**Excerpted text:**
With Tusk opening this Monday, August 22, Eater caught up with executive chef Sam Smith to discuss the menu (see below). Smith helped open Zahav, the restaurant that defines Israeli cuisine in the United States, and conquered palates as the chef de cuisine at Ava Gene's, where he worked beneath executive chef Joshua McFadden and put his stamp on the restaurant's vegetable dishes. Now at Tusk, backed by McFadden's new restaurant group, Submarine Hospitality, Smith says he'll combine his love for Middle Eastern flavors with an intimate approach to working with farmers.
"I had a typical suburban upbringing," says Smith, "so the Middle Eastern flavors and style of dining at Zahav were new and surprising. I fell in love with the cuisine and its dining culture. When you see people sitting around a table in a dialogue with both each other and with the food, you know they're having fun."
"I'm not technique-heavy," he says. "Josh and I think our cooking is about holding sourcing and traceability as the highest thing. The produce we're working with is some of the very best in the nation."
Besides working with Oregon's established farmers, Smith says he's working with a new breed of small farmer—one excited to collaborate especially closely with chefs. "With so much feedback on all sides, we're able to grow together, to test out new farming techniques and new varieties of produce and get it to the consumer."

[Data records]

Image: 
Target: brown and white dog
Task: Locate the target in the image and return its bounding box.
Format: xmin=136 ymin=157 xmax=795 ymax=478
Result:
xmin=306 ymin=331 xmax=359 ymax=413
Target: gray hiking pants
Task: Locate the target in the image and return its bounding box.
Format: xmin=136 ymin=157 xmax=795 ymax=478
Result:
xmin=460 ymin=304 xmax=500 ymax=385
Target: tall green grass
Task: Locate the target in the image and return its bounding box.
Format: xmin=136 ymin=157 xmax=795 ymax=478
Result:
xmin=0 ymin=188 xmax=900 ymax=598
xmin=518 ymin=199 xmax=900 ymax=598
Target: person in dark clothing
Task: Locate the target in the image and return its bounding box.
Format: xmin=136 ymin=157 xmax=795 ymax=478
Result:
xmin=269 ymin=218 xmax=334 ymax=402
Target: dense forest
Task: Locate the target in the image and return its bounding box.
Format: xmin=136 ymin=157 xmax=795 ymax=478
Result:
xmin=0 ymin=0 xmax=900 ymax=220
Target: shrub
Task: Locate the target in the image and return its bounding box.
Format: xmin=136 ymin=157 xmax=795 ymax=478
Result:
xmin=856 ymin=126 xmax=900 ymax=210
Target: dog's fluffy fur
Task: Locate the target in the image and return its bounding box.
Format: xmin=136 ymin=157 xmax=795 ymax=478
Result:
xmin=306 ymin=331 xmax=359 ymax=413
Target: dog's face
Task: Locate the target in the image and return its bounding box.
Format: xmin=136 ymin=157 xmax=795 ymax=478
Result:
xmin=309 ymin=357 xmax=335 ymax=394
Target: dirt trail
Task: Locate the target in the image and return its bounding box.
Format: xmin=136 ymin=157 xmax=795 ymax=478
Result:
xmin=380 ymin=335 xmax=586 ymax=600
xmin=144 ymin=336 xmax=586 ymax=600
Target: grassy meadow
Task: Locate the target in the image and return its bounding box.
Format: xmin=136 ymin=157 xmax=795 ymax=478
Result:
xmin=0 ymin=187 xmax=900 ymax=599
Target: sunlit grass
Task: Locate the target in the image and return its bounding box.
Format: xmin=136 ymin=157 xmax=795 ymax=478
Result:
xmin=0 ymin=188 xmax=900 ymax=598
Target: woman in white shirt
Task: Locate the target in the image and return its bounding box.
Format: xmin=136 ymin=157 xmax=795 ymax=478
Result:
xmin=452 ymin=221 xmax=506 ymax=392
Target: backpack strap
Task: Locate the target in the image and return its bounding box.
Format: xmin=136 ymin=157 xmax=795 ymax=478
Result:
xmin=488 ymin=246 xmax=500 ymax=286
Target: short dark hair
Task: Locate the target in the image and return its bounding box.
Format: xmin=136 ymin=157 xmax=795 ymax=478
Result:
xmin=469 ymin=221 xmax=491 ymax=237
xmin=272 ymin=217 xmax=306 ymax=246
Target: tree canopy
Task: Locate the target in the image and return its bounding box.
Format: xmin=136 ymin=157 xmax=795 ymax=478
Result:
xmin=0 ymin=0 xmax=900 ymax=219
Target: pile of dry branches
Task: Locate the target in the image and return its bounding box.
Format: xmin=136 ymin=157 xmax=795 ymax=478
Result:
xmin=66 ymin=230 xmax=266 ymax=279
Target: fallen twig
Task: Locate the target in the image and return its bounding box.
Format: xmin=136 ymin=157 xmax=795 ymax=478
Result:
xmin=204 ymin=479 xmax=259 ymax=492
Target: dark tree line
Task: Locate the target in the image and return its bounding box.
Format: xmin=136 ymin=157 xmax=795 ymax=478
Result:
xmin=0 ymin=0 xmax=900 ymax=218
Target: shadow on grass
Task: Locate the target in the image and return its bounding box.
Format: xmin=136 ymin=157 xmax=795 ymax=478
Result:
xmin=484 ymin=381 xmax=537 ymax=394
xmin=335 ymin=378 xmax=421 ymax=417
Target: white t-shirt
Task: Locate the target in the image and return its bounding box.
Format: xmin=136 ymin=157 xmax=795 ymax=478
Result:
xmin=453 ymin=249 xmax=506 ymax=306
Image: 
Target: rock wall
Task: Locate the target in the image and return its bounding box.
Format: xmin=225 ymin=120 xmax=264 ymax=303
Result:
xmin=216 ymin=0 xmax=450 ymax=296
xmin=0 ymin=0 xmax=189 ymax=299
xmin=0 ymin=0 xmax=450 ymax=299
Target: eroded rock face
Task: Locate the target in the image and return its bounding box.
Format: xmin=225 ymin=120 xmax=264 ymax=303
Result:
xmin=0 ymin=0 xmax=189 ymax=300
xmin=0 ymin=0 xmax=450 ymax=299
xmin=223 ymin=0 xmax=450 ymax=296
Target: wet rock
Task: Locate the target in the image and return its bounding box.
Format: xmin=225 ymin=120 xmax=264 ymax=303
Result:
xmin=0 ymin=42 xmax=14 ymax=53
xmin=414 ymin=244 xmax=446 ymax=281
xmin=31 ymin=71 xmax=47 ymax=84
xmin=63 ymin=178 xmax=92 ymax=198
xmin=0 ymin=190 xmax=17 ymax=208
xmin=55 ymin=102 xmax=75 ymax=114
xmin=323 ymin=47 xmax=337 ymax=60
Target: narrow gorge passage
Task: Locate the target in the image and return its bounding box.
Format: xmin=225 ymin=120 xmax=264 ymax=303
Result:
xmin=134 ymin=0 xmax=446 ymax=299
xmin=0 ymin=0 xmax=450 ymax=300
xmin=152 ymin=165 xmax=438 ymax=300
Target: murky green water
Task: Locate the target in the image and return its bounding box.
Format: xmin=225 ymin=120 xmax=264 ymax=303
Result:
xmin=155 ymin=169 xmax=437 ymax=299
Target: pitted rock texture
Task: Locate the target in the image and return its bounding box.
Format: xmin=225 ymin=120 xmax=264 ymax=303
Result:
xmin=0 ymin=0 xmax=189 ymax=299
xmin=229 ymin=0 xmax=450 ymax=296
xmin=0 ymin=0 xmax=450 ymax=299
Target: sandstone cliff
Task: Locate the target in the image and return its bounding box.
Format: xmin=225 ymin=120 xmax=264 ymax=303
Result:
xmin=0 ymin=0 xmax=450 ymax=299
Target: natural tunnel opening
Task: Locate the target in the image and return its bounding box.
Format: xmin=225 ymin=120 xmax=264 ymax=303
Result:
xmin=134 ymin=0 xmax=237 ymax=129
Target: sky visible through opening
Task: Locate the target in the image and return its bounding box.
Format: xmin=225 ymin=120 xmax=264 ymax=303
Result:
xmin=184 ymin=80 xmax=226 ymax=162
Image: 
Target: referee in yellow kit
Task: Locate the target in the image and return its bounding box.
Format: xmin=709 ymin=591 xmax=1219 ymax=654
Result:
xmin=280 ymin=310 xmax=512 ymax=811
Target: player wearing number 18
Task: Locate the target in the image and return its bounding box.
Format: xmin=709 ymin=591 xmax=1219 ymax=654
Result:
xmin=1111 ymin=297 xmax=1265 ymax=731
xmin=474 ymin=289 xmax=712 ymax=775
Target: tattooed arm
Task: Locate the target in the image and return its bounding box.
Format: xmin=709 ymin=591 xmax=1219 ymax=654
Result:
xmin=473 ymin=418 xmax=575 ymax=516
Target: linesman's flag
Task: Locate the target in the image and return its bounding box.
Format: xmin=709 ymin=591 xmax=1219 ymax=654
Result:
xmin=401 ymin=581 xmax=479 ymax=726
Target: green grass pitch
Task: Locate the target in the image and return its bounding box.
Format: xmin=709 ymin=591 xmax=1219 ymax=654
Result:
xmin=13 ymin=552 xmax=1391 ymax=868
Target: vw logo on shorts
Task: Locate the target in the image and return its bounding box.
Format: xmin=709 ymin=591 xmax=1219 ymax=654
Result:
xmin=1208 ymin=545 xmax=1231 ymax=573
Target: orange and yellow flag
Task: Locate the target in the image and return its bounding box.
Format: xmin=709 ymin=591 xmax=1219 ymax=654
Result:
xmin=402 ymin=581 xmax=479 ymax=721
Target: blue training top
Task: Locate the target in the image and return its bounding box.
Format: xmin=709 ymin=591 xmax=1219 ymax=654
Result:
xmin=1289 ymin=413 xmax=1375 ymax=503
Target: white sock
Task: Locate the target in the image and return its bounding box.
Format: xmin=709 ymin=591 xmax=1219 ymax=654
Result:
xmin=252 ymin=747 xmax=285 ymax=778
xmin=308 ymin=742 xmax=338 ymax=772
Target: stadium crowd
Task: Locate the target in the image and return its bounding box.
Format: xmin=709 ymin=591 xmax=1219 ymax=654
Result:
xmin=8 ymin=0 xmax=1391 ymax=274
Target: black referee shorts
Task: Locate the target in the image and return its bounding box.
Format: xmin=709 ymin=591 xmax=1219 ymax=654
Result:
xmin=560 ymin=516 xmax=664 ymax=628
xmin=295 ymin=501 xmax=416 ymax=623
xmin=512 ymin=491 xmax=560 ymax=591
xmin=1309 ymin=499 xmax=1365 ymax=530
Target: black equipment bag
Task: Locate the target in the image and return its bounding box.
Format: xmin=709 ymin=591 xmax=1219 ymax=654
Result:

**Work instructions:**
1. According to the Tusk excerpt, which restaurant group is backing Tusk?
2. Return the part of the Tusk excerpt from "With Tusk opening" to "working with farmers.", copied word for word.

**Outputs for the tasks:**
1. Submarine Hospitality, Joshua McFadden's new restaurant group.

2.
With Tusk opening this Monday, August 22, Eater caught up with executive chef Sam Smith to discuss the menu (see below). Smith helped open Zahav, the restaurant that defines Israeli cuisine in the United States, and conquered palates as the chef de cuisine at Ava Gene's, where he worked beneath executive chef Joshua McFadden and put his stamp on the restaurant's vegetable dishes. Now at Tusk, backed by McFadden's new restaurant group, Submarine Hospitality, Smith says he'll combine his love for Middle Eastern flavors with an intimate approach to working with farmers.